▶ [Task to complete]
When you reach the line with "Could you please point out the overhead" in the listing below, transcribe it and each line after it up to and including the line with "Could you please point out the table", exactly and with nothing else.

*** Dataset extract ***

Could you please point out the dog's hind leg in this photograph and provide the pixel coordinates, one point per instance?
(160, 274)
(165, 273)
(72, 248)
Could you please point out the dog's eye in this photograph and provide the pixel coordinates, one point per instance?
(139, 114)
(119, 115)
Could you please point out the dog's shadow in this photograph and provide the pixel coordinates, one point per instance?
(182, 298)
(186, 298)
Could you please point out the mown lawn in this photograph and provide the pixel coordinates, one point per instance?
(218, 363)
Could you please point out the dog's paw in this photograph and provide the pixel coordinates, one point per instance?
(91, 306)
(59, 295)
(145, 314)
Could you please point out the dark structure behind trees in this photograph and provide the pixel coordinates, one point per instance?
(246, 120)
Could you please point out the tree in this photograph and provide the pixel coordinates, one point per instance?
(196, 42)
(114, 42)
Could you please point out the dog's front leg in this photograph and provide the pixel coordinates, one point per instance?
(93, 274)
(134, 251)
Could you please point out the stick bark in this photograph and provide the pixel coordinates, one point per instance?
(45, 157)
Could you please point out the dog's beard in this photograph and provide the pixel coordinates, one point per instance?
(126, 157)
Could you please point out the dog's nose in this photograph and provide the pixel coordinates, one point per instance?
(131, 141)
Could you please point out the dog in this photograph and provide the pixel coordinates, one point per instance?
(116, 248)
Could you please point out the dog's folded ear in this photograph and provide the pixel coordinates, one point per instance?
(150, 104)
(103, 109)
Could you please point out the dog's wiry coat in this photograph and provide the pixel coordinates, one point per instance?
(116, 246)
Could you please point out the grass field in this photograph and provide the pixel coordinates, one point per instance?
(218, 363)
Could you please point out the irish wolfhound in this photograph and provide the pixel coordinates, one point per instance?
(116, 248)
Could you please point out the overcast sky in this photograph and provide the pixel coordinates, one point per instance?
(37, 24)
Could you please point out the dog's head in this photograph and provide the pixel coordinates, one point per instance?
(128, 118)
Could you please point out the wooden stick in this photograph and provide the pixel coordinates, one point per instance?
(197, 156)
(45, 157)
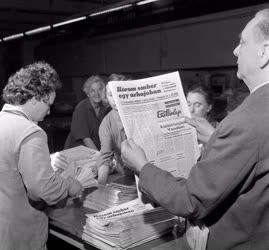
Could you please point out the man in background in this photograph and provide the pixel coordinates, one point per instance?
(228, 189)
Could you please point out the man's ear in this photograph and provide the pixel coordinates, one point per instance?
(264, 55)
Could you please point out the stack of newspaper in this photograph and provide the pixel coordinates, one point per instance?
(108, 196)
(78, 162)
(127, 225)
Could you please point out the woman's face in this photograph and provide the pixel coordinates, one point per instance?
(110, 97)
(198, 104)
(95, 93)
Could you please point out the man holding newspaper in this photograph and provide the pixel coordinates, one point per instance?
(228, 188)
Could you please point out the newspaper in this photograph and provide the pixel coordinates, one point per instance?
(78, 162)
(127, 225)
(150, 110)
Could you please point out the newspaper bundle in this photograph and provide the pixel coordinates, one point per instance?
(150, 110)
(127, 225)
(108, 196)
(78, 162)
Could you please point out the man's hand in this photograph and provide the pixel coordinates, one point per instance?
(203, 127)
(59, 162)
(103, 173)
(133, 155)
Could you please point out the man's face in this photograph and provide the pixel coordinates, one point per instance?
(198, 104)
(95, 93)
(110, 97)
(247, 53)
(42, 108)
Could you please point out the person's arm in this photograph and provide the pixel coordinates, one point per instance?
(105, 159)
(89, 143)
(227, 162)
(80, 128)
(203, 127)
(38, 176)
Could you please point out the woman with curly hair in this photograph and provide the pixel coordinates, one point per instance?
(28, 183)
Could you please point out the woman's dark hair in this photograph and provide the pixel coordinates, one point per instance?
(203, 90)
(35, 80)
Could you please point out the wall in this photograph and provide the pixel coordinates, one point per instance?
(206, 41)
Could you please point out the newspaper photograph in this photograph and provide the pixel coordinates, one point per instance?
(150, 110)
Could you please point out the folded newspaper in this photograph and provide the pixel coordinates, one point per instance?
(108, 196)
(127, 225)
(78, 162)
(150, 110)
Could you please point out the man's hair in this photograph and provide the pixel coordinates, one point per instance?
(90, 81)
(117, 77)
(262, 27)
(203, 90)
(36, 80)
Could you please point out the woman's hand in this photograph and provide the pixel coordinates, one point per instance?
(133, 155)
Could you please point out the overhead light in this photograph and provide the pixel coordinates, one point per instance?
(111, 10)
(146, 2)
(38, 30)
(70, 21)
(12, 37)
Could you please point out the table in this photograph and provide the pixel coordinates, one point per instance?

***
*** Dataset extract ***

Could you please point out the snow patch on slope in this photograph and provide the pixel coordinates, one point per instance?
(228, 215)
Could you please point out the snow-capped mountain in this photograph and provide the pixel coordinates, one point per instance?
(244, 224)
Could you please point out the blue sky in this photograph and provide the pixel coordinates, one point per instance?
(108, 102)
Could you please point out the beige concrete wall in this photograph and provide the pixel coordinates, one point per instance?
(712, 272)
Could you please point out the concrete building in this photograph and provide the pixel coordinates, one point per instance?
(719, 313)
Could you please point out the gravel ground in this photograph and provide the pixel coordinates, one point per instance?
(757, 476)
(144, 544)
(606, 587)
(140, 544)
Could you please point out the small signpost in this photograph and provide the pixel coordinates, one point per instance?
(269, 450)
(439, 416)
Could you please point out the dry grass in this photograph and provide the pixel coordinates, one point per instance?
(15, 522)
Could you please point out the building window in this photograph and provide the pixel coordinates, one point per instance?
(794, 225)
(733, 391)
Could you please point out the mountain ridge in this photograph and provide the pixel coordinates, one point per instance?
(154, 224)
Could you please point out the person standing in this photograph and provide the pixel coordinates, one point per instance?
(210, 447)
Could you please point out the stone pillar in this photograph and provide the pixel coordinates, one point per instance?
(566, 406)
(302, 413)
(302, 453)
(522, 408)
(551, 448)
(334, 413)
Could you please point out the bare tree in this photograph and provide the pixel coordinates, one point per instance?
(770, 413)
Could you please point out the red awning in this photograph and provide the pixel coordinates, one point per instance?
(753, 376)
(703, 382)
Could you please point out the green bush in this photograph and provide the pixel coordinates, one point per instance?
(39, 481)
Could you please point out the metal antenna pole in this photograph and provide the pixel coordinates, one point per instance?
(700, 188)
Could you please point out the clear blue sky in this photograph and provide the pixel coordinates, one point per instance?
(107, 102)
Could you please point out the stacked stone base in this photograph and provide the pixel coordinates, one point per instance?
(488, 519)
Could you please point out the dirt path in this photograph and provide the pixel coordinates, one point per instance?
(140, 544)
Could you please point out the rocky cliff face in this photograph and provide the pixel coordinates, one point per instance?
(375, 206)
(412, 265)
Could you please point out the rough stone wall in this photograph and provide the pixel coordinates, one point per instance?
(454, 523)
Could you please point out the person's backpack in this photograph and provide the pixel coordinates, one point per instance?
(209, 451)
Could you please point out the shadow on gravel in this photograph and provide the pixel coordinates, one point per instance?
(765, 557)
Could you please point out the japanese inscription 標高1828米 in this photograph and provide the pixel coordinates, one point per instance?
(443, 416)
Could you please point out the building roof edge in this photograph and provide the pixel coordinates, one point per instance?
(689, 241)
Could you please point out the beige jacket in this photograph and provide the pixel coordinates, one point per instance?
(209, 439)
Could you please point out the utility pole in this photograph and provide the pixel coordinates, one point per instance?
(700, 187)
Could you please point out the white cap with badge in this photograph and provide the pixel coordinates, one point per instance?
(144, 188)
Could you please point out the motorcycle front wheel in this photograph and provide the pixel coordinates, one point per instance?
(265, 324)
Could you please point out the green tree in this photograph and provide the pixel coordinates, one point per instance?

***
*** Dataset extract ***

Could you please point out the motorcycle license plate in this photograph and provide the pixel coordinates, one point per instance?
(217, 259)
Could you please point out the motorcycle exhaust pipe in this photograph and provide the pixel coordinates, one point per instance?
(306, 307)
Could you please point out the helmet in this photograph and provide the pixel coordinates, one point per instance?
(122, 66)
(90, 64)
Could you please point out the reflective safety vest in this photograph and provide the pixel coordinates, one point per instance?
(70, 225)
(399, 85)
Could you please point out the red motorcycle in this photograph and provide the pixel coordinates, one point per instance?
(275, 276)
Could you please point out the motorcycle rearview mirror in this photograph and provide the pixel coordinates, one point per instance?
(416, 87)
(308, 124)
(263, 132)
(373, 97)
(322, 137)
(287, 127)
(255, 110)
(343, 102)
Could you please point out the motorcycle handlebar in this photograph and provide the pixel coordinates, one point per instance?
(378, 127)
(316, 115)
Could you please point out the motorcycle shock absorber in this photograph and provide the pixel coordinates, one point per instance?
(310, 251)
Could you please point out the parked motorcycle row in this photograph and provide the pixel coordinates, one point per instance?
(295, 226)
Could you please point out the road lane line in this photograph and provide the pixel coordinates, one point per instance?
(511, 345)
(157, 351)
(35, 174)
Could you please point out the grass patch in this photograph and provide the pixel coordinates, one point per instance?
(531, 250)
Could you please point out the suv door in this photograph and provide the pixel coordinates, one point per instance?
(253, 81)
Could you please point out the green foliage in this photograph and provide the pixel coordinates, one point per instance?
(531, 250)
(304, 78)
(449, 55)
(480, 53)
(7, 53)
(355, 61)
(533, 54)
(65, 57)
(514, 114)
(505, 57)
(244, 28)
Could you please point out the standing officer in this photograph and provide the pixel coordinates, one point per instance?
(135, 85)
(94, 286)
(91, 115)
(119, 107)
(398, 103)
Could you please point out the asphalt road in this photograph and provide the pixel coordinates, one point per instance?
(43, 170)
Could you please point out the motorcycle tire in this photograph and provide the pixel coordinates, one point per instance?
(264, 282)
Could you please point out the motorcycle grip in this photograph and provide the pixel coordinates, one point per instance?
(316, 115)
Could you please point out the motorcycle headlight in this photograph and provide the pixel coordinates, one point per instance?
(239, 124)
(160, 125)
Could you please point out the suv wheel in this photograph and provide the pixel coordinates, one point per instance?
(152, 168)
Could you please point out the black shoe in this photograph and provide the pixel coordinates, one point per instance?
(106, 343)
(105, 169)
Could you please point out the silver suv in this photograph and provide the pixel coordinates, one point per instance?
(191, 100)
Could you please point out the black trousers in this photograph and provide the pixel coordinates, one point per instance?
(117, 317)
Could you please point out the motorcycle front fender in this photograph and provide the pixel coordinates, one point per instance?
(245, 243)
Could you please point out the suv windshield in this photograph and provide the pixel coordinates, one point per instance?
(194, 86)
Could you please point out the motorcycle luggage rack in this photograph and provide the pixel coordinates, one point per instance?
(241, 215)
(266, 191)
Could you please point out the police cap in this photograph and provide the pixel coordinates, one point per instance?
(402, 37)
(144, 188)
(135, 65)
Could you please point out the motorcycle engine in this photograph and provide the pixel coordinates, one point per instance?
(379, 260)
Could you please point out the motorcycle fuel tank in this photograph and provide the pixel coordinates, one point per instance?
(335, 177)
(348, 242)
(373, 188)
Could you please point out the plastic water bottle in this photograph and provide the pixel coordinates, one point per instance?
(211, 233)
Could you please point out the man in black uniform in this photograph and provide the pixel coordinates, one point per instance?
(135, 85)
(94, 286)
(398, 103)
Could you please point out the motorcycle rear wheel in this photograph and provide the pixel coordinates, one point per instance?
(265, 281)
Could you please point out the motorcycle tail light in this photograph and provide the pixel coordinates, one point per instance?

***

▶ [Task output]
Could you please point out the overhead light in this photograph and provide the pixel coordinates, one point per instance?
(111, 10)
(146, 2)
(38, 30)
(70, 21)
(12, 37)
Could you please point out the table in this photograph and provide the pixel coordinates, one point per instance?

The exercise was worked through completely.